» Task objective:
Can you update the entries from the line holding "Put a dot on the snowy yard" through the line holding "<point>528,443</point>", inclusive, changing "Put a dot on" to "Place a marker on" and leaving everything else the same? Return only those lines.

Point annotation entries
▬▬▬
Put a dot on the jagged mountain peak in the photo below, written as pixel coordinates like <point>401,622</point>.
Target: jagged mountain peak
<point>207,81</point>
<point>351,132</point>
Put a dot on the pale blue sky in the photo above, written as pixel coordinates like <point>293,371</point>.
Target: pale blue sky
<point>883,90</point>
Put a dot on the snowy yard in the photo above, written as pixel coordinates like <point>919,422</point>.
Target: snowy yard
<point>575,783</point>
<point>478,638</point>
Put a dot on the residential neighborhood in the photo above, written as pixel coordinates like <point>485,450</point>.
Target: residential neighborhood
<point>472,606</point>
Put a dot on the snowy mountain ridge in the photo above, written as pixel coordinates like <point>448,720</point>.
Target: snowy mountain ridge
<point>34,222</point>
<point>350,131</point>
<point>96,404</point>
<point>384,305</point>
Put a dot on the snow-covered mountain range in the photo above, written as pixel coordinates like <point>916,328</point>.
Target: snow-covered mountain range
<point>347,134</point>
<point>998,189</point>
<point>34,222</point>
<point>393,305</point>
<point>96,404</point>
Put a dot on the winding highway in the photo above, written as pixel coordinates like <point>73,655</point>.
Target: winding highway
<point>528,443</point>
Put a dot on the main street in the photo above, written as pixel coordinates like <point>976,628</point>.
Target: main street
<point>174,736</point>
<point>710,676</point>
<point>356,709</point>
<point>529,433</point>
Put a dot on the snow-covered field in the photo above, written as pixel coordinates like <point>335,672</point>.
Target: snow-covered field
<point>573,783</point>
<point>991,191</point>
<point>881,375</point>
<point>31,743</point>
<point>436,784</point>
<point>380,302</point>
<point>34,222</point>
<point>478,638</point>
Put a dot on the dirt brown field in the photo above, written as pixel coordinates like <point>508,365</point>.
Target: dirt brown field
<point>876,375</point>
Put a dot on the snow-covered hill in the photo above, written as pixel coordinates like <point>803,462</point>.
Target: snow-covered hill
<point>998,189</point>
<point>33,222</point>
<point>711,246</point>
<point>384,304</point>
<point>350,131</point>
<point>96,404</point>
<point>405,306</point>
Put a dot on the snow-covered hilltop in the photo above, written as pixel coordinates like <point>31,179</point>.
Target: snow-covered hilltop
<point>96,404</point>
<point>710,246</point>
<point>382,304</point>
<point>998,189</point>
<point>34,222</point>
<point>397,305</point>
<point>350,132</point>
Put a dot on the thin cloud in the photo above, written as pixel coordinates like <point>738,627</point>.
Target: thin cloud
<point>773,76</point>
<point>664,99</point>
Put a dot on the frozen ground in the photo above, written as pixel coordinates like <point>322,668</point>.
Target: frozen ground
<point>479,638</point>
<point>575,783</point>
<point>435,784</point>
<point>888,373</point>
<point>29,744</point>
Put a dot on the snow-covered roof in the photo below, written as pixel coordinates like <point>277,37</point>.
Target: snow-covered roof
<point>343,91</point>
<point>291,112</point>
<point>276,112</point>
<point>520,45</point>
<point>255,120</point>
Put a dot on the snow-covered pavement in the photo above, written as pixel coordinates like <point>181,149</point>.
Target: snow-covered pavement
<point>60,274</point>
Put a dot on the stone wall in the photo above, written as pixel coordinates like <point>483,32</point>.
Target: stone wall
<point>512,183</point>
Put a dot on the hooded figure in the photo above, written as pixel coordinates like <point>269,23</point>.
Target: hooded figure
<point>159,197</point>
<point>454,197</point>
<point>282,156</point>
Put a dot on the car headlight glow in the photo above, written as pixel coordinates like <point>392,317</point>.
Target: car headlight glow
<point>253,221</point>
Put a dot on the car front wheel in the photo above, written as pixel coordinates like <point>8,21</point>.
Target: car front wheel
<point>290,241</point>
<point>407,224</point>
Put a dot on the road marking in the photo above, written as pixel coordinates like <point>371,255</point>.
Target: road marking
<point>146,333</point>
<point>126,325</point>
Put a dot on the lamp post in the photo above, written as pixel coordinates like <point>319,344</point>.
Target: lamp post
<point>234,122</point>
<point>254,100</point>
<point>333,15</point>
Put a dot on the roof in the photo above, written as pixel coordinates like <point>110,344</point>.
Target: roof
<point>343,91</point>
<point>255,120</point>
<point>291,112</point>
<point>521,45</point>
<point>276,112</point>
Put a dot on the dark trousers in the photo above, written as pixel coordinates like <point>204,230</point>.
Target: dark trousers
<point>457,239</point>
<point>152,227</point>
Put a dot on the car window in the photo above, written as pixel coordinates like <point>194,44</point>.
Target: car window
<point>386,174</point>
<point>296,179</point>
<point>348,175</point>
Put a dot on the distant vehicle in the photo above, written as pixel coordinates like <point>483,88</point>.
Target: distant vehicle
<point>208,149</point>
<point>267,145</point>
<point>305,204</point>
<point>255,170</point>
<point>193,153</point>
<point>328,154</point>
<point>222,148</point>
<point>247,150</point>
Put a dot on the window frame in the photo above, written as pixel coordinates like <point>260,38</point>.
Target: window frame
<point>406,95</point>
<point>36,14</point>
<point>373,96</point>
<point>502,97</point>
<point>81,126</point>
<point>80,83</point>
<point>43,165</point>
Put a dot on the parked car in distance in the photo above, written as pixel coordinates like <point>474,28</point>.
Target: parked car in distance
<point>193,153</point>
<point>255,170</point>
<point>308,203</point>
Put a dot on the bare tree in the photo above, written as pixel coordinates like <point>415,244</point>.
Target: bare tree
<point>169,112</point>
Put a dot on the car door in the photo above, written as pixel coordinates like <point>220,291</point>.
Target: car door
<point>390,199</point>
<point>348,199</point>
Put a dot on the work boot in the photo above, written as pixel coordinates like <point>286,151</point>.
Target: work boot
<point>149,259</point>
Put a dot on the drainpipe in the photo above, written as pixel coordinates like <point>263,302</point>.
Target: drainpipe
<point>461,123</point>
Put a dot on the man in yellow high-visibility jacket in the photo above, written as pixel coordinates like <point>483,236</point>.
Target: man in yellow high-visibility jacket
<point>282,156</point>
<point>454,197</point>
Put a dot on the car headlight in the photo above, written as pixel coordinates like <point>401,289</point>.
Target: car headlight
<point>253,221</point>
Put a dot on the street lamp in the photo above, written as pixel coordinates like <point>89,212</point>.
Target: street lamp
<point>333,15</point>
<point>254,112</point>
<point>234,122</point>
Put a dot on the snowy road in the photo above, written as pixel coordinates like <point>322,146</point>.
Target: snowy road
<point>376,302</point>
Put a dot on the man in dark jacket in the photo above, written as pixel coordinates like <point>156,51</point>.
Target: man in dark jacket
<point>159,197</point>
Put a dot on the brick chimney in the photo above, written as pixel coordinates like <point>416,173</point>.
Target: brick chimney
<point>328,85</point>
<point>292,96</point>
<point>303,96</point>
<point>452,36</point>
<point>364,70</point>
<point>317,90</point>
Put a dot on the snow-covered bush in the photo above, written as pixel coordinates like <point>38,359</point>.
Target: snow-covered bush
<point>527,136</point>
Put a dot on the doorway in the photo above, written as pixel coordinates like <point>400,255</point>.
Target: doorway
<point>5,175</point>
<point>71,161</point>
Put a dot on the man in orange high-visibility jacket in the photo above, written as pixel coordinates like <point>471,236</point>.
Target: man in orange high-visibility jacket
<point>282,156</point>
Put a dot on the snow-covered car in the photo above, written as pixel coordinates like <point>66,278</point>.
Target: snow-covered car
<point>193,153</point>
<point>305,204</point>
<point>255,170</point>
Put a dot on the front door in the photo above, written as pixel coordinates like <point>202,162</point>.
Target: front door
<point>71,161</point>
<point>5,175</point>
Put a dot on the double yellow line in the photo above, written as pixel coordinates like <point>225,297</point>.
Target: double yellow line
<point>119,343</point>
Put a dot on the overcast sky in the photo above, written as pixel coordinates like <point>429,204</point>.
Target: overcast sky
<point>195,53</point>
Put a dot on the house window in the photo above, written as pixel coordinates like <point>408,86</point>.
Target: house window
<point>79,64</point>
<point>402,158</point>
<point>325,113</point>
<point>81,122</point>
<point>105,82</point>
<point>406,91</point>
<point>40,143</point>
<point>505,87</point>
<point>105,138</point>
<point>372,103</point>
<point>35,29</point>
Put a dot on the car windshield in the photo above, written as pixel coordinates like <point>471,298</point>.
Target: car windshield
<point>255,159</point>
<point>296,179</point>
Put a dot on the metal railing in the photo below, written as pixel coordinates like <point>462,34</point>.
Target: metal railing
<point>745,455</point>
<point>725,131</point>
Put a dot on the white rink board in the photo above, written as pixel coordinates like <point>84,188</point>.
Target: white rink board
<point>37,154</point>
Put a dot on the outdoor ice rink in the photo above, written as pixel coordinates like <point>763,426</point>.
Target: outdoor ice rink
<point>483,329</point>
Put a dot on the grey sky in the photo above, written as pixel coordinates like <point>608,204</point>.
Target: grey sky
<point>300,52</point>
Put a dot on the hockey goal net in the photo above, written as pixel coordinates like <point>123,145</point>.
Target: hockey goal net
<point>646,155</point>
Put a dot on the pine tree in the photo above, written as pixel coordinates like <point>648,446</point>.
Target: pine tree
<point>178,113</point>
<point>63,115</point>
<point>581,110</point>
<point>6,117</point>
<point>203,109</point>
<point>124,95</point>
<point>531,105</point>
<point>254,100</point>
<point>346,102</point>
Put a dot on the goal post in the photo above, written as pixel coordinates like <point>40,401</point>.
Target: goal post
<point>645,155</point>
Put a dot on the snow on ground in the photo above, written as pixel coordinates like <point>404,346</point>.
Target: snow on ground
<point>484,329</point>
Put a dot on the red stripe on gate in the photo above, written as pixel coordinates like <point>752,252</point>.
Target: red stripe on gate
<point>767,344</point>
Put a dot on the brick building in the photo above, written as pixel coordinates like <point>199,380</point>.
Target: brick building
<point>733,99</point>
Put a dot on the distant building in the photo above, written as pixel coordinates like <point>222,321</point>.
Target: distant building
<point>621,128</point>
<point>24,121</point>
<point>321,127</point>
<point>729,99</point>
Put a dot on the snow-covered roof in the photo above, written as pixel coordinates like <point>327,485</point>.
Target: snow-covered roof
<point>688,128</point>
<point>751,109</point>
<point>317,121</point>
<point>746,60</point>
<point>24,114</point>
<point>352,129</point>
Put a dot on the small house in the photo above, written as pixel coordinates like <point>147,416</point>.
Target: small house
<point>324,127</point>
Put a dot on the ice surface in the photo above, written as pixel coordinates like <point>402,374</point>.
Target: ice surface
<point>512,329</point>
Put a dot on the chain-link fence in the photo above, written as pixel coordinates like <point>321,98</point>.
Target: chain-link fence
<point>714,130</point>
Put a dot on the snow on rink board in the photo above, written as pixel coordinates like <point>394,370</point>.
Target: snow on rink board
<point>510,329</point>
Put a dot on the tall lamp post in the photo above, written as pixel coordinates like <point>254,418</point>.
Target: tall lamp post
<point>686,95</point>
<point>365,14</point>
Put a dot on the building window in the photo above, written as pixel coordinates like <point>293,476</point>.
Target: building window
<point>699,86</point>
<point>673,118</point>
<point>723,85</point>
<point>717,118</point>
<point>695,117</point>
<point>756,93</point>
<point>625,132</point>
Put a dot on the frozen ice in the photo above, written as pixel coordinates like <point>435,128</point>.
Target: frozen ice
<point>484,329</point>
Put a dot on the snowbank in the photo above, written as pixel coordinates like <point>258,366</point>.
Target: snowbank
▬▬▬
» Exercise solution:
Place a marker on the snowy yard in the photo above, written as pixel coordinates like <point>919,422</point>.
Target: snowy yard
<point>575,783</point>
<point>478,638</point>
Place a marker on the residential neighborhood in the photo above, written as pixel coordinates like <point>485,450</point>.
Target: residential neighborhood
<point>472,606</point>
Place a marker on the snowy mountain ridge in the photo above, written as pixel coordinates like <point>448,720</point>.
Target: snowy mountain ridge
<point>34,222</point>
<point>350,131</point>
<point>96,404</point>
<point>384,305</point>
Place a marker on the snow-covered mountain range in the photo above, written as pixel coordinates like <point>916,328</point>.
Target: snow-covered mountain range
<point>347,134</point>
<point>998,189</point>
<point>34,222</point>
<point>393,305</point>
<point>96,404</point>
Place a marker on the winding highway in the photo above, written as pixel coordinates like <point>73,655</point>.
Target: winding highway
<point>528,443</point>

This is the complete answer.